— SELECTED PASSAGE —
═══

A brother-in-law e-mailed the following after Chris Morin announced his decision to quit:

Just heard from Chris, and respectfully speaking, of course, I'm not so sure you didn't exert some influence there... I think you need to allow people to make their own decisions without your influence... Choices about religion lead to divorce, bad family feelings, and really crappy family reunions, otherwise known as dysfunctional families. People who leave the church end up with huge chips and a need to convert others to their new found philosophy. (137)

It struck me as mildly ironic that this brother-in-law was so quick to chastise Brad Morin for not letting Chris Morin make his own choices. It seemed to me that the brother in law was really selling Chris Morin short, as if he were a child who couldn't think for himself and had to be talked into coming to the same conclusion his brother had.

But in my opinion, the most offensive missive came from a brother who wrote the following to both Brad and Chris:

The thing that scares me most is your current beliefs. Those beliefs have the capability to destroy me and my family, and anyone who subscribes to those beliefs... You must not say anything to my wife or children about Joseph Smith or any prophet of the church, or any church leader or any church writings, or any church history... We read scriptures in our house. We say prayers in our house. If you visit us you will observe at least one of those maybe both. If we visit your houses we expect to be able to give thanks for the food and to read scriptures even if in our bedroom... If you cannot make this promise to me or if you make this promise to me and break it, my family will not associate (Face to face) with yours... Is this drastic? You bet it is. I have everything I have ever wanted, to loose [lose], if I am deceived. (139)

The pervasive fear that comes from these emails is very surprising to me, but what surprised me even more was when one of Brad's very intelligent and fair-minded friends produced his own reasons for staying faithful to the church. And then he followed up by stating, "...if it isn't true, I don't want to know it" (149). Brad Morin compared this statement to the attitude some people have about not wanting to face reality, particularly when it's distasteful. He likened it to someone who doesn't want to know they have cancer. It just feels better to ignore evidence and pretend that everything is okay."

═══

— TASK GOAL —
Please answer these questions on the passage about the Morin family emails:
1. Whose announcement of a decision to quit led to the brother-in-law's e-mail?
2. What two things does the brother say his family does in their house?
3. What did Brad Morin liken his friend's statement "if it isn't true, I don't want to know it" to?
This data comes from a separate source unrelated to the passage.

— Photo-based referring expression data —
═══

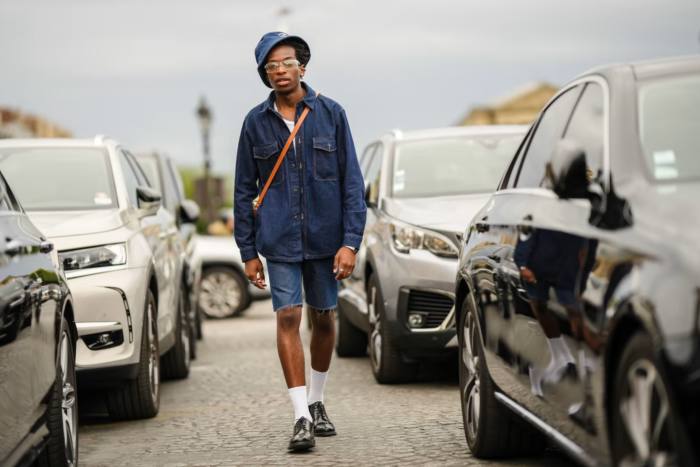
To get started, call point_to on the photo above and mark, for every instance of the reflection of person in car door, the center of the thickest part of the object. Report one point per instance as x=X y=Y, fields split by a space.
x=310 y=224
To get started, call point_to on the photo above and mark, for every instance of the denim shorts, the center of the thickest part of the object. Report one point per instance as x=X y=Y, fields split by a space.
x=320 y=285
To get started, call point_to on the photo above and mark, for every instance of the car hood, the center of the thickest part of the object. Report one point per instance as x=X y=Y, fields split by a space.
x=444 y=213
x=59 y=224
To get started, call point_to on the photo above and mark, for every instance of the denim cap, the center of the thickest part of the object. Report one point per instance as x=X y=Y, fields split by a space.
x=267 y=43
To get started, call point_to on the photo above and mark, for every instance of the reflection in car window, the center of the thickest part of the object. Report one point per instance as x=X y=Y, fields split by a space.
x=41 y=178
x=129 y=178
x=586 y=126
x=451 y=166
x=550 y=129
x=669 y=119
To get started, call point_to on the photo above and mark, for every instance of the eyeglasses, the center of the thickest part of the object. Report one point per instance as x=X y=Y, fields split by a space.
x=288 y=64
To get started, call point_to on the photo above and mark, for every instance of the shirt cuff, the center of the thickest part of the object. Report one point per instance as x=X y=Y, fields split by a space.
x=248 y=253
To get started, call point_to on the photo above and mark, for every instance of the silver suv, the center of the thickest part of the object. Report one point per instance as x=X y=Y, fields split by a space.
x=122 y=257
x=422 y=188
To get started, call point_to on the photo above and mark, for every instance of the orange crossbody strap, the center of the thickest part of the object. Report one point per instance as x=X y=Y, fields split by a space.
x=281 y=157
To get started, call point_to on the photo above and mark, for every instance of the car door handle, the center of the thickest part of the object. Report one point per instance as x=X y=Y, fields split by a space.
x=481 y=225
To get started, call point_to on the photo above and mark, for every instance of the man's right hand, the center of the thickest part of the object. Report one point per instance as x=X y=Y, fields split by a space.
x=255 y=272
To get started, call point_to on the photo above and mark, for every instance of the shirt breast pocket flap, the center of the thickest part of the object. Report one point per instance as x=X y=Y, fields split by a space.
x=325 y=160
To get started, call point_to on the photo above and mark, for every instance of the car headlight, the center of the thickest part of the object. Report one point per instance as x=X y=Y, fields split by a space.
x=95 y=257
x=407 y=237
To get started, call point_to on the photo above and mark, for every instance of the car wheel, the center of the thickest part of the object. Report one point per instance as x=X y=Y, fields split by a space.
x=223 y=293
x=645 y=427
x=491 y=430
x=387 y=362
x=176 y=362
x=140 y=397
x=62 y=446
x=350 y=341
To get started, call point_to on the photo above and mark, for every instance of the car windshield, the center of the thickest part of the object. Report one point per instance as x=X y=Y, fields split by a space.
x=452 y=166
x=53 y=179
x=150 y=167
x=669 y=120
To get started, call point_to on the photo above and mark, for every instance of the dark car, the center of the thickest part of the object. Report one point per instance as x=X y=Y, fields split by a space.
x=38 y=397
x=578 y=287
x=163 y=174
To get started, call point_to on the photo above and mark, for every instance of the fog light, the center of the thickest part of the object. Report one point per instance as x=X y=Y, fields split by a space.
x=416 y=320
x=104 y=340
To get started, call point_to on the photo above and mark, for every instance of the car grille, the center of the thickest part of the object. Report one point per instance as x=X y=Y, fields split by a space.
x=436 y=306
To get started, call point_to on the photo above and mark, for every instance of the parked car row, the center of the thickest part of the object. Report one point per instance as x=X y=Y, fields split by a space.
x=96 y=291
x=575 y=309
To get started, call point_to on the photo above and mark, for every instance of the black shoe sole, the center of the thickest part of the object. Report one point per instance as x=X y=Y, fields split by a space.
x=301 y=446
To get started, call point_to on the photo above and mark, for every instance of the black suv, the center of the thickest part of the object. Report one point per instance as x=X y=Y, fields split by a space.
x=579 y=283
x=39 y=405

═══

— RESPONSE BELOW —
1. Chris Morin's.
2. They read scriptures and say prayers.
3. To someone who doesn't want to know they have cancer.